For the material below, output exactly the span from the line with "point(59, 113)" to the line with "Query: moss sporophyte", including both, and nothing besides.

Study material below:

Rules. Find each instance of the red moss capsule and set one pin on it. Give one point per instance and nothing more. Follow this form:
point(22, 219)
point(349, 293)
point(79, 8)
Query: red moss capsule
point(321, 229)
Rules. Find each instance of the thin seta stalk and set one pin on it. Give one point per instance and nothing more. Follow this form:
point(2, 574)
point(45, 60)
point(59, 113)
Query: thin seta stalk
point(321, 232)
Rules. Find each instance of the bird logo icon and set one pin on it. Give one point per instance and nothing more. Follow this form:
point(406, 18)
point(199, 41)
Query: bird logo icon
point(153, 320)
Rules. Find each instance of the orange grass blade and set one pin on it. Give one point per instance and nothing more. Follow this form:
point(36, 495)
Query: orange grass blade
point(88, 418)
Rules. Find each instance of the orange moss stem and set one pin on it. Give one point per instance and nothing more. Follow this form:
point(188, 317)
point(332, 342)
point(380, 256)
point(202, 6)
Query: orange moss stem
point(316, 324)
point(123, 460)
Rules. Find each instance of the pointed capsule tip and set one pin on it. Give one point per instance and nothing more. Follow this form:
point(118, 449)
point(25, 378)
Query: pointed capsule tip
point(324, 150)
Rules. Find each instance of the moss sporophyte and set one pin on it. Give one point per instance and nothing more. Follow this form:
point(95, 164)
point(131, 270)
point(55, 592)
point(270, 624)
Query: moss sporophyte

End of Study material.
Study material below:

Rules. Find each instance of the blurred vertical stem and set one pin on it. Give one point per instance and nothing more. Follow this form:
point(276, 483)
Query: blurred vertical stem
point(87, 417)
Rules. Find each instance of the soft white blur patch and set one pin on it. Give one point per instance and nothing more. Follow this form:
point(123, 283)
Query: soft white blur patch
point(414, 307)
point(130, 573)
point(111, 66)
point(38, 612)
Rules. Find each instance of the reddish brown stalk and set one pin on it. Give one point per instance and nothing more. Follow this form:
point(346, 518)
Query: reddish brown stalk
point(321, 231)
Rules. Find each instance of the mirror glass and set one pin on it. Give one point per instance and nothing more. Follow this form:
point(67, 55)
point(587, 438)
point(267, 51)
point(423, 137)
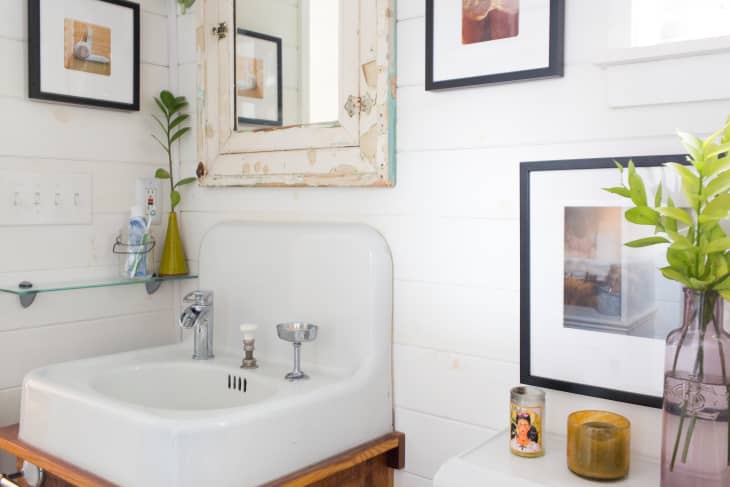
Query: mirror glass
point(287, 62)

End of Study material.

- _Response_:
point(59, 113)
Query: thin seta stalk
point(321, 232)
Rules. Find each instance of the bird logo icon and set one pin on it. Give one point per instance and nothing more. Follow this form:
point(406, 18)
point(199, 41)
Query: bird logo icon
point(153, 320)
Rules. Find each instance of the orange grass blade and set one pin on it. Give one point per instance and nothing more. Follow this form:
point(36, 495)
Query: orange grass blade
point(88, 418)
Rules. Find each instance of the orange moss stem and set one pin on it. Give one point per instance and nothing more. Follow this form:
point(188, 317)
point(332, 342)
point(380, 256)
point(202, 6)
Query: orange moss stem
point(316, 324)
point(123, 460)
Rules. Find each instance of the pointed capsule tip and set one pin on it. Give one point per instance and nothing more. Follow this form:
point(118, 449)
point(25, 378)
Query: pointed capsule tip
point(324, 150)
Rules. Find each instance of the moss sporophyte and set one pin on it. Give one point per instance and nothing more. Follow this form:
point(95, 164)
point(131, 270)
point(55, 592)
point(270, 624)
Query: moss sporophyte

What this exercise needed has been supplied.